BEGIN

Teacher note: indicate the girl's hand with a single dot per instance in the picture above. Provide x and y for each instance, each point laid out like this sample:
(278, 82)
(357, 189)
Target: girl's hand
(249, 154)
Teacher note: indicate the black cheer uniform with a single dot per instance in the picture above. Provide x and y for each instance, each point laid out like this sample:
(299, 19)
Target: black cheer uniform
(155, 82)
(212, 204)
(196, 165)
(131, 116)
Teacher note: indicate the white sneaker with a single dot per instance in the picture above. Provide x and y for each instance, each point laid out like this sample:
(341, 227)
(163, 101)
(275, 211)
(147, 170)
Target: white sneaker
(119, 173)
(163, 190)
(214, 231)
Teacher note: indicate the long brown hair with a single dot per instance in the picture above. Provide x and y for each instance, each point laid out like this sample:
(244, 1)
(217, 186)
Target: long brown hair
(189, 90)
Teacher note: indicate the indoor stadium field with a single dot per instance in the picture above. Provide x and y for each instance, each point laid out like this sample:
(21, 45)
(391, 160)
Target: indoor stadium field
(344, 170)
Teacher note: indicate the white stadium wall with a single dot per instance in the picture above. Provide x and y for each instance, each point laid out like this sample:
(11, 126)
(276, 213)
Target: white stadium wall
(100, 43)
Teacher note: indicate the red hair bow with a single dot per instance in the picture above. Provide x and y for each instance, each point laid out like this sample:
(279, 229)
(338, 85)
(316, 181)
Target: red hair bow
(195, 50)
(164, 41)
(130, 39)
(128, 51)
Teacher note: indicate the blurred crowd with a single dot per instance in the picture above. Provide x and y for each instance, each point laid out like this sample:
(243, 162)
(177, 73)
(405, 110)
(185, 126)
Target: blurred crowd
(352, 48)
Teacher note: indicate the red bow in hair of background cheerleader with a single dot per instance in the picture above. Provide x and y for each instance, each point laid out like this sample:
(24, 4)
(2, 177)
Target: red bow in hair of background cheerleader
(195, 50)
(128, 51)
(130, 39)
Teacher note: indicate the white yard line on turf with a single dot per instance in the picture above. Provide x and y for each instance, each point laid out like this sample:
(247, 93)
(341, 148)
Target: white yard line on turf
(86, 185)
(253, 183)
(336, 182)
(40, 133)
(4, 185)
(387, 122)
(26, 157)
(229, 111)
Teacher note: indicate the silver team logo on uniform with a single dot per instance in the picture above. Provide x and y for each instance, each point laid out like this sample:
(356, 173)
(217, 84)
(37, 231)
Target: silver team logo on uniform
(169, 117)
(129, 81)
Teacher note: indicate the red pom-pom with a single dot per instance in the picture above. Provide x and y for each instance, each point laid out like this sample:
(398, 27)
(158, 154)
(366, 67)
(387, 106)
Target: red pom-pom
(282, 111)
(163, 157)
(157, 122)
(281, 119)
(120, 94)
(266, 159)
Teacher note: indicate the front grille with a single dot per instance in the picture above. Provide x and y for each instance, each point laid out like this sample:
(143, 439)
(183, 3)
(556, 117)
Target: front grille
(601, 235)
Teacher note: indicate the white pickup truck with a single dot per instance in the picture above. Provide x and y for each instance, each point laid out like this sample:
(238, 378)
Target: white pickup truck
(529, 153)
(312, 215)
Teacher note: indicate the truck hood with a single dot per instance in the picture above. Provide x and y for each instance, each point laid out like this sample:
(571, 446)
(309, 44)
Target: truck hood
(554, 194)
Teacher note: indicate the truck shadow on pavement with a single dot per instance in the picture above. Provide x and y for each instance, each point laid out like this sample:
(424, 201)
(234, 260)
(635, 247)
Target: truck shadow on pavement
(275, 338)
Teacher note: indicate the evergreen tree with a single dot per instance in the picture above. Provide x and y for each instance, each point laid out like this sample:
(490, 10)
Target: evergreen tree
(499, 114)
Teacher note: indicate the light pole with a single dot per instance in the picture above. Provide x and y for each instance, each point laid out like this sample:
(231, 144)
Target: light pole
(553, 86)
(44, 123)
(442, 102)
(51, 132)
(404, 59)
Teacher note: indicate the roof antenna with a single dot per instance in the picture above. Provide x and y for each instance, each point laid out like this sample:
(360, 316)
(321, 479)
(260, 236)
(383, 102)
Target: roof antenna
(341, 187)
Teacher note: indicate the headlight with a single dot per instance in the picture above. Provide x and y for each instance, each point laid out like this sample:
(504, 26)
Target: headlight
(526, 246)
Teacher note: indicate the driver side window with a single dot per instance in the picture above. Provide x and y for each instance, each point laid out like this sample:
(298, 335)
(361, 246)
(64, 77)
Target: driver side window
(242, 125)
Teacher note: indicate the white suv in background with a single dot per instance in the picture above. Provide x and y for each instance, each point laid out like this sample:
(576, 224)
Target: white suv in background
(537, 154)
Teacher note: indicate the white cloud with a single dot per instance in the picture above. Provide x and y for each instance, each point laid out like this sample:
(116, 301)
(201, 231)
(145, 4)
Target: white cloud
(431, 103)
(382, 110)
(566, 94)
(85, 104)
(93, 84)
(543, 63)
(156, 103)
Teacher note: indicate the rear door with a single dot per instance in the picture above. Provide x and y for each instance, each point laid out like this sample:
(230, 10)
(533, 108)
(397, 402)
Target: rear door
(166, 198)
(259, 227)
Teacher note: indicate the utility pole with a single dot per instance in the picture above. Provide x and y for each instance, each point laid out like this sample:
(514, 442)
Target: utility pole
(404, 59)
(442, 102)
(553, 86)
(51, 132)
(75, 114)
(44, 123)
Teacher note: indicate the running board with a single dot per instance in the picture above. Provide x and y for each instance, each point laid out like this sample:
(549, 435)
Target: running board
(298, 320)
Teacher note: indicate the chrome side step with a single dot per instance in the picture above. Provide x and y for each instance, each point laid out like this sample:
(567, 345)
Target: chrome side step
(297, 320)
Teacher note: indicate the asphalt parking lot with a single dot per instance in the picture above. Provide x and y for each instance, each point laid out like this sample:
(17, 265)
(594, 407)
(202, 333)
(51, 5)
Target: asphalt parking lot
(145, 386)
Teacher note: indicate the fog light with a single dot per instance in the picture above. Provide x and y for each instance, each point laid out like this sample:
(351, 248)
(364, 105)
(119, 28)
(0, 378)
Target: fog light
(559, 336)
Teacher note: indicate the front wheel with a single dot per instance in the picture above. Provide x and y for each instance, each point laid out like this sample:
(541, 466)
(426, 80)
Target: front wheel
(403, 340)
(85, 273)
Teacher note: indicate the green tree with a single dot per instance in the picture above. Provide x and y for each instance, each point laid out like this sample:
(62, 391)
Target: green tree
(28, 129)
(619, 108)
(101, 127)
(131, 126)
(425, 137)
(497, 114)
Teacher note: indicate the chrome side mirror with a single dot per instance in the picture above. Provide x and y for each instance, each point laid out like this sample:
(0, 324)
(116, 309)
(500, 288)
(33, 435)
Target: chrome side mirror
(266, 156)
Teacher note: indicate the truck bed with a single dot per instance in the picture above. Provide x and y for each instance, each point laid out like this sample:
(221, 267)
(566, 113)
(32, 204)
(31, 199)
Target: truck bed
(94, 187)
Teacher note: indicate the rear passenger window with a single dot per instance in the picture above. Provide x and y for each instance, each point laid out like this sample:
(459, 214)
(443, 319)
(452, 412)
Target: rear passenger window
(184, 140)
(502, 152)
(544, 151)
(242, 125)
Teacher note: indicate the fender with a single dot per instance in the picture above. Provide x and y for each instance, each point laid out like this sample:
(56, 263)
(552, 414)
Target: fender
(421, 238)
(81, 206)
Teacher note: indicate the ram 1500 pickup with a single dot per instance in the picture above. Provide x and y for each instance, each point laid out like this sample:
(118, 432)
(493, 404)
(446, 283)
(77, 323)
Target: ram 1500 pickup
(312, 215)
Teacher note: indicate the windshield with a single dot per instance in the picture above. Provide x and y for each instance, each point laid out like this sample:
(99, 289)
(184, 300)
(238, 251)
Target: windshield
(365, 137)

END

All the material above should be copied word for word.

**Exercise answer**
Teacher note: indicate the girl's hand with a single dot per instance in the picture above. Provide x and y for each instance, each point laid out like this sample:
(278, 82)
(357, 189)
Target: girl's hand
(249, 154)
Teacher note: indicate the black cheer uniform with a single dot per instance in the picture above. Provide x and y for each instance, each point laid out like this sample:
(299, 19)
Target: black cheer uniform
(155, 82)
(212, 204)
(196, 165)
(131, 116)
Teacher note: indicate the white sneaker with a single dot per instance in the picture above. Provide x and y for each instance, each point laid out like this sample:
(341, 227)
(163, 101)
(275, 211)
(147, 170)
Target: white sneaker
(119, 173)
(163, 190)
(214, 231)
Teacher note: indicate the long brown hair with a single dot per instance in the picture above. Provide x and y for each instance, each point laid out like this sample:
(244, 1)
(217, 186)
Target: long brown hair
(189, 90)
Teacher note: indicate the indoor stadium field with a single dot per instance in the picture above. Provide x and y for each instance, each point laid out like this sample:
(21, 45)
(391, 160)
Target: indoor stadium field
(344, 170)
Teacher note: indicate the white stadium wall with a single dot per instance in the picture above. Provide x and y for each instance, each point laid out like this sample:
(11, 126)
(276, 213)
Target: white stadium wall
(100, 43)
Teacher note: indicate the red hair bow with a single dot per instance in the picture above. Provide x and y for each instance, each point laid out like this sample:
(279, 229)
(338, 85)
(316, 181)
Target: red hair bow
(195, 50)
(164, 41)
(130, 39)
(128, 51)
Teacher note: indicate the blurred crowd with a single dot per instance in the picture above. Provide x and y for each instance, each point laid out like this sample:
(243, 162)
(177, 73)
(405, 110)
(185, 126)
Target: blurred crowd
(352, 48)
Teacher note: indicate the red bow in hair of background cheerleader with a single dot per instance in the picture above. Provide x and y for each instance, each point laid out like this sample:
(24, 4)
(2, 177)
Target: red bow in hair of background cheerleader
(195, 50)
(128, 51)
(130, 39)
Teacher note: indicate the white yard line on turf with a single dot per instance in the picture above. Provide x and y for each instance, each point laid out like this sample:
(247, 93)
(341, 148)
Target: white yard line on turf
(86, 185)
(253, 183)
(336, 182)
(40, 133)
(4, 185)
(387, 122)
(26, 157)
(229, 111)
Teacher note: indicate the silver team logo on uniform with a single dot per instance in the picture above. Provide x and y for each instance, each point laid out like this sample:
(356, 173)
(217, 84)
(37, 231)
Target: silver team logo on uniform
(169, 117)
(129, 81)
Teacher note: indicate the red pom-pom with a single dot per instance in the picture above. Provide x and y for each instance, each point laid out like this sample:
(398, 27)
(158, 154)
(366, 67)
(387, 106)
Target: red pom-pom
(282, 111)
(163, 157)
(157, 122)
(281, 119)
(120, 94)
(266, 159)
Teacher note: indicate the front grille with a single dot per instance in the picture above. Provide x and y for each instance, each point laid out like this sample:
(143, 439)
(183, 3)
(556, 117)
Target: front grille
(601, 235)
Teacher note: indicate the white pickup truck with a single dot per instance in the picture above. Provide x and y for each instance, each point laid out like this sample:
(238, 378)
Target: white pickup truck
(529, 153)
(312, 215)
Teacher note: indicate the truck hood with a single dot per instance in the picture above. Provide x and y for each instance, each point laid out like this sample:
(571, 446)
(309, 44)
Target: truck hood
(554, 194)
Teacher note: indicate the truck shadow on pavement with a single dot per instance in the picture above. Provide x and y for each instance, each point laid out like this sample:
(424, 201)
(234, 260)
(635, 247)
Target: truck shadow on pavement
(275, 338)
Teacher note: indicate the evergreen tree with a single dot per instance in the picture above. Provide x and y for each instance, each point laid out like this sample:
(490, 10)
Target: evergreen tree
(499, 114)
Teacher note: indicate the light pole with a single dot per instance in the picture above. Provide x and y for each instance, each point laid out like this sample:
(231, 144)
Target: light pole
(553, 86)
(44, 123)
(442, 102)
(51, 132)
(404, 59)
Teacher note: indicate the roof antenna with a single dot per instance in the picture above. Provide x and y for each instance, each point laid out like this sample:
(360, 316)
(321, 479)
(260, 236)
(383, 102)
Target: roof antenna
(341, 187)
Teacher note: indicate the headlight with a single dot per instance in the picture above. Provide x and y for each instance, each point laid out like this sample:
(504, 26)
Target: headlight
(526, 246)
Teacher note: indicate the driver side window with a single dot per instance in the picture above. Provide x and y for each instance, each point laid out like this sample:
(298, 335)
(361, 246)
(64, 77)
Target: driver side window
(242, 125)
Teacher note: indicate the white suv in background with a single dot per instance in the picture above. Provide x and y for each instance, each point laid out like this sample:
(576, 224)
Target: white suv in background
(537, 154)
Teacher note: indicate the white cloud with a single dot per instance in the picture above. Provide x and y for each instance, each point laid out like this sample:
(116, 301)
(201, 231)
(145, 4)
Target: white cloud
(431, 103)
(382, 110)
(566, 94)
(85, 104)
(93, 84)
(543, 63)
(156, 103)
Teacher note: indicate the rear door with a single dot per instance in the picture above. Provide x and y for each instance, each point laid out like this sample:
(230, 10)
(533, 108)
(397, 402)
Target: rear door
(166, 198)
(259, 227)
Teacher note: indicate the utility pole with a single dot per instance in the picture above. Provide x and y for each instance, each point laid out like this sample:
(514, 442)
Target: utility pole
(404, 59)
(442, 102)
(553, 86)
(51, 132)
(75, 114)
(44, 123)
Teacher note: indicate the running board with a single dot per instance in the picture above. Provide x and y for each instance, each point laid out like this sample:
(549, 435)
Target: running board
(298, 320)
Teacher note: indicate the chrome side step with a single dot per instance in the picture above. Provide x and y for each instance, each point laid out like this sample:
(567, 345)
Target: chrome side step
(297, 320)
Teacher note: indicate the asphalt parking lot with a single dot per instance in the picture above. Provide x and y for each instance, each point laid out like this sample:
(17, 265)
(594, 407)
(202, 333)
(51, 5)
Target: asphalt parking lot
(145, 386)
Teacher note: indicate the fog light with a single dot per instance in the picture above. Provide x and y for each instance, each point laid out like this sample:
(351, 248)
(364, 105)
(119, 28)
(0, 378)
Target: fog light
(559, 336)
Teacher note: indicate the front wheel with a single dot per instance in the picture above. Provide x and y for each instance, each point laid out like this sample:
(541, 466)
(426, 80)
Target: front wheel
(403, 340)
(85, 273)
Teacher note: indicate the green tree with a single dot per instance in the picture above. Provide x and y for each instance, each point laid out like this sample:
(62, 391)
Target: green tree
(28, 129)
(619, 108)
(101, 127)
(131, 126)
(425, 137)
(497, 114)
Teacher note: indicate the chrome side mirror with a single dot per instance in the picture above. Provide x and y for each instance, each point laid out like this sample:
(0, 324)
(116, 309)
(500, 288)
(33, 435)
Target: chrome side mirror
(266, 156)
Teacher note: indicate the truck bed with a single dot per instance in the picture above. Provide x and y for each instance, each point laid out like this sample:
(221, 267)
(566, 113)
(32, 204)
(31, 199)
Target: truck bed
(94, 187)
Teacher note: indicate the rear passenger window with a single dot per instance in the picture above. Provide x and y for each instance, each point laid out like this sample:
(459, 214)
(443, 319)
(452, 412)
Target: rear passenger window
(184, 140)
(502, 152)
(544, 151)
(242, 125)
Teacher note: indicate the fender with a single dot per instance in the picture above. Provide x and y for each instance, each point laid out like this sample:
(56, 263)
(552, 414)
Target: fender
(421, 238)
(81, 206)
Teacher note: indicate the ram 1500 pickup with a single dot per instance in the picture above. Provide x and y for each instance, each point laid out like this sample:
(118, 432)
(493, 404)
(446, 283)
(77, 323)
Target: ram 1500 pickup
(312, 215)
Teacher note: indicate the windshield with a single dot per instance in the picture above. Provide x and y for each instance, each point laid out like this sample:
(99, 289)
(184, 300)
(238, 251)
Target: windshield
(365, 137)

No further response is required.